Air Montmagny
| IATA | ICAO | Call sign |
| - | - | - |
- Founded: 1954
- Hubs: Montmagny Airport
- Focus cities: Isle-aux-Grues Airport
- Fleet size: 5
- Headquarters: 640, boul. Taché Est, Montmagny, Quebec
- Website: http://www.airmontmagny.com

= Air Montmagny =

Aircraft charter company in Canada

Air Montmagny, trading as Montmagny Air Service is an on-demand aircraft charter company based in Montmagny, Quebec, Canada. It operates passenger and cargo services.

== History ==
It was founded by Marius Lachaine as Montmagny Air Service in 1952 and acquired by Gilles Couillard in 1954. It was then sold to Gaston Gosselin in 1980 and definitely renamed Air Montmagny in 1993.

==Destinations==

Air Montmagny serves five of the islands of the Isle-aux-Grues archipelago.

Outline records for named regions:
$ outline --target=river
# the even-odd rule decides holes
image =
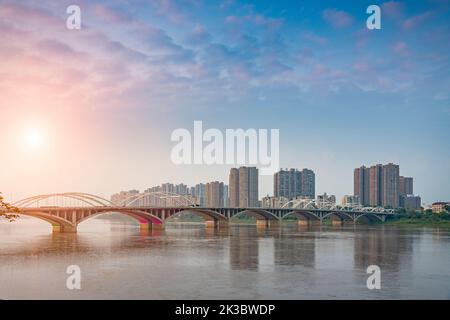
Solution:
[[[449,299],[450,229],[387,225],[141,233],[93,218],[77,234],[0,220],[0,299]],[[68,290],[67,267],[81,270]],[[369,290],[367,267],[381,270]]]

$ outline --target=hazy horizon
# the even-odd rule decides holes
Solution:
[[[450,200],[450,2],[0,0],[0,191],[109,198],[230,167],[171,162],[173,130],[280,130],[281,168],[316,194],[393,162],[422,202]],[[260,176],[260,197],[273,178]]]

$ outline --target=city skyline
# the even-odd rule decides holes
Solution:
[[[279,129],[280,166],[316,172],[317,194],[393,162],[424,203],[450,198],[448,1],[383,1],[381,30],[370,1],[80,1],[80,30],[69,4],[0,1],[5,198],[227,181],[170,161],[196,120]]]

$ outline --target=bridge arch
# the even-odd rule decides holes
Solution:
[[[53,193],[53,194],[44,194],[44,195],[38,195],[33,196],[29,198],[25,198],[19,201],[16,201],[13,203],[13,206],[15,207],[28,207],[33,203],[39,203],[39,201],[48,200],[51,198],[66,198],[66,199],[73,199],[80,201],[81,203],[87,204],[89,206],[97,207],[97,206],[110,206],[112,203],[109,200],[106,200],[102,197],[88,194],[88,193],[82,193],[82,192],[66,192],[66,193]]]
[[[355,218],[355,222],[358,221],[361,218],[366,218],[369,221],[384,221],[384,218],[378,214],[374,214],[374,213],[363,213],[363,214],[359,214],[356,216]]]
[[[232,218],[239,217],[243,214],[248,214],[257,220],[279,220],[279,218],[272,212],[264,209],[245,209],[236,213]]]
[[[173,192],[166,192],[166,191],[155,191],[155,192],[145,192],[145,193],[138,193],[129,196],[128,198],[120,201],[119,203],[116,203],[118,206],[129,206],[133,203],[136,203],[137,201],[146,199],[146,198],[154,198],[154,200],[159,201],[165,201],[165,205],[167,206],[168,200],[173,200],[177,203],[179,206],[190,206],[190,205],[197,205],[194,203],[191,199],[184,195],[180,195]]]
[[[320,217],[314,214],[310,211],[300,211],[300,210],[293,210],[283,216],[282,219],[286,219],[287,217],[295,216],[297,218],[305,218],[306,220],[317,220],[320,221]]]
[[[128,217],[135,219],[137,222],[139,222],[139,224],[148,224],[148,223],[163,224],[163,221],[160,218],[158,218],[148,212],[141,211],[141,210],[131,210],[131,209],[130,210],[122,210],[121,209],[121,210],[105,210],[105,211],[96,212],[94,214],[85,216],[85,217],[81,218],[80,220],[78,220],[77,225],[79,225],[80,223],[82,223],[86,220],[89,220],[91,218],[100,216],[102,214],[107,214],[107,213],[120,213],[120,214],[126,215]]]
[[[61,217],[54,216],[51,214],[47,214],[42,211],[27,211],[20,212],[20,215],[36,218],[39,220],[43,220],[52,225],[53,231],[67,231],[74,232],[76,230],[76,226],[72,224],[72,222],[65,220]]]
[[[221,214],[221,213],[219,213],[217,211],[214,211],[214,210],[211,210],[211,209],[202,209],[202,208],[198,208],[198,207],[195,207],[195,208],[193,207],[193,208],[183,209],[183,210],[177,211],[174,214],[168,216],[166,218],[166,220],[170,221],[170,218],[178,216],[178,215],[182,215],[182,214],[185,214],[185,213],[188,213],[188,212],[193,213],[193,214],[195,214],[195,215],[197,215],[199,217],[202,217],[203,219],[205,219],[207,221],[212,221],[212,220],[215,220],[215,221],[228,221],[228,218],[226,216],[224,216],[223,214]]]
[[[322,217],[322,219],[325,219],[327,217],[331,217],[333,215],[338,216],[342,220],[354,221],[353,216],[350,215],[349,213],[345,212],[345,211],[331,211],[331,212],[328,212]]]

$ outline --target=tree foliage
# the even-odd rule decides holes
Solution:
[[[0,193],[0,218],[4,217],[9,221],[14,221],[18,217],[19,209],[4,201]]]

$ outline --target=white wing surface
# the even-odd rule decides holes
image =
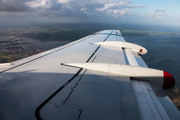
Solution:
[[[0,119],[179,120],[162,89],[173,77],[148,68],[139,53],[147,50],[104,30],[1,65]]]

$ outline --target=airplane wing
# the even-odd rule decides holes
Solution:
[[[1,64],[0,119],[179,120],[163,90],[175,81],[148,68],[140,56],[146,53],[119,30],[103,30]]]

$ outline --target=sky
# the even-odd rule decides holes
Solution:
[[[0,0],[0,25],[138,23],[180,26],[180,0]]]

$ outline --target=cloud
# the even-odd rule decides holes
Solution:
[[[71,1],[73,1],[73,0],[57,0],[57,3],[68,3]]]
[[[162,9],[155,9],[153,12],[141,13],[139,15],[149,17],[150,19],[162,20],[165,19],[167,13]]]
[[[132,4],[129,0],[116,1],[113,3],[105,3],[104,7],[96,8],[96,11],[106,12],[107,15],[111,15],[113,17],[122,17],[125,15],[132,15],[133,8],[147,7],[144,5]]]
[[[82,12],[84,12],[84,13],[88,13],[87,8],[84,8],[84,7],[82,7],[82,8],[80,9],[80,11],[82,11]]]
[[[26,12],[32,10],[25,2],[30,0],[0,0],[0,12]]]
[[[156,13],[156,12],[165,12],[165,11],[162,9],[155,9],[154,12]]]
[[[133,11],[128,9],[128,8],[124,8],[124,9],[115,9],[115,10],[108,10],[107,14],[111,15],[113,17],[124,17],[125,15],[132,15]]]

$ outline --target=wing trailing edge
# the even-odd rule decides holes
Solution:
[[[122,42],[122,41],[107,41],[107,42],[96,42],[96,43],[91,43],[93,45],[101,45],[101,47],[118,47],[118,48],[125,48],[125,49],[131,49],[132,51],[138,52],[139,54],[146,54],[147,50],[146,48],[136,45],[133,43],[129,42]]]
[[[133,77],[154,83],[163,89],[170,89],[175,85],[175,79],[171,74],[157,69],[109,63],[61,63],[61,65]]]

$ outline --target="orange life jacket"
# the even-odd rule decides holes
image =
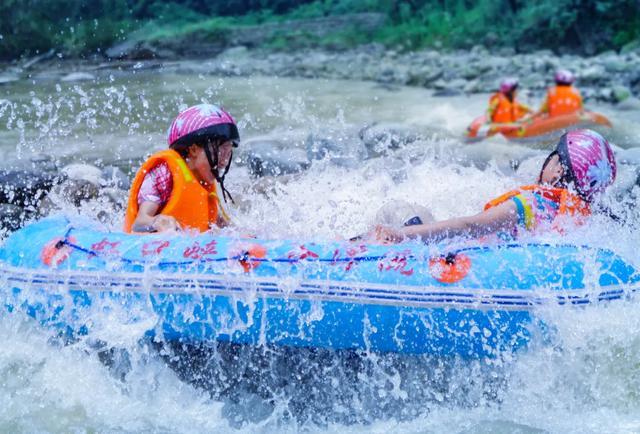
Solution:
[[[215,225],[219,216],[229,220],[218,198],[217,186],[201,184],[180,154],[167,149],[153,154],[138,170],[129,192],[124,219],[125,232],[131,232],[133,222],[138,216],[138,192],[144,177],[159,163],[167,164],[173,180],[171,196],[160,210],[160,214],[174,217],[183,228],[195,228],[200,232]]]
[[[491,122],[510,123],[521,119],[529,110],[526,106],[515,101],[509,101],[502,92],[496,92],[489,100],[489,106],[493,108]]]
[[[561,116],[582,109],[582,96],[573,86],[555,86],[547,90],[549,116]]]
[[[571,193],[566,188],[544,187],[542,185],[525,185],[517,188],[516,190],[511,190],[502,196],[487,202],[484,206],[485,211],[508,201],[514,196],[520,194],[523,190],[538,193],[545,199],[557,203],[558,216],[569,217],[572,219],[574,224],[582,224],[584,222],[584,217],[591,214],[589,203],[580,196]],[[556,217],[556,220],[553,222],[553,228],[555,230],[562,231],[561,220],[563,219],[558,219]]]

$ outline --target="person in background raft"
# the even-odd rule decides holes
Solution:
[[[521,231],[562,232],[565,226],[584,222],[593,199],[615,177],[615,156],[607,140],[591,130],[576,130],[560,138],[535,185],[503,194],[487,203],[481,213],[401,229],[378,226],[369,236],[387,244],[406,239],[438,242],[457,236],[479,238],[494,233],[518,236]]]
[[[153,154],[136,174],[125,215],[125,232],[164,232],[224,227],[222,207],[231,195],[224,178],[240,136],[229,113],[211,104],[180,112],[168,133],[169,149]]]
[[[492,123],[511,123],[522,119],[531,109],[516,101],[518,89],[517,78],[505,78],[500,83],[500,90],[489,99],[487,119]]]
[[[547,96],[537,114],[548,114],[551,117],[581,111],[582,96],[578,89],[573,87],[574,75],[570,71],[561,69],[556,72],[554,79],[556,85],[547,90]]]

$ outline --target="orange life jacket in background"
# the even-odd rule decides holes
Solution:
[[[515,101],[509,101],[502,92],[496,92],[489,100],[489,106],[493,108],[491,122],[510,123],[521,119],[529,110],[526,106]]]
[[[131,232],[133,222],[138,216],[138,192],[144,177],[159,163],[167,164],[173,179],[171,196],[160,210],[160,214],[174,217],[183,228],[194,228],[200,232],[215,225],[219,215],[225,220],[229,220],[218,198],[217,186],[215,184],[202,185],[180,154],[172,149],[167,149],[153,154],[138,170],[129,192],[129,202],[124,220],[125,232]]]
[[[557,216],[568,216],[574,218],[574,224],[582,224],[583,218],[591,215],[591,208],[589,202],[582,199],[580,196],[571,193],[566,188],[553,188],[544,187],[542,185],[525,185],[511,190],[502,196],[499,196],[484,206],[485,211],[495,206],[501,205],[509,199],[522,193],[522,191],[531,191],[540,194],[543,198],[551,200],[558,204]],[[532,218],[532,217],[530,217]],[[554,221],[553,228],[561,230],[560,222]]]
[[[561,116],[582,110],[582,96],[573,86],[555,86],[547,90],[549,116]]]

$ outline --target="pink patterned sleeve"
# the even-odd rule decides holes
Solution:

PROBLEM SET:
a) Render this sentence from the Air Montmagny article in Spanish: "It operates passenger and cargo services."
b) Carry on the Air Montmagny article from the point where it stops.
The listing is separate material and has no connection to the Air Montmagny article.

OUTPUTS:
a) Opera servicios de pasajeros y de carga.

b)
Since the nearby l'Isle-aux-Grues island has no ferry service during winter, Air Montmagny serves as the main link to the land. They carry passengers, goods, and also serves as "school bus" for students attending school in Montmagny.

Grosse-île island, also known as l'île de la Quarantaine is a regular user of Air Montmagny for employees and VIPs.

==Fleet==
As of September 2019, Air Montmagny has the following aircraft registered with Transport Canada.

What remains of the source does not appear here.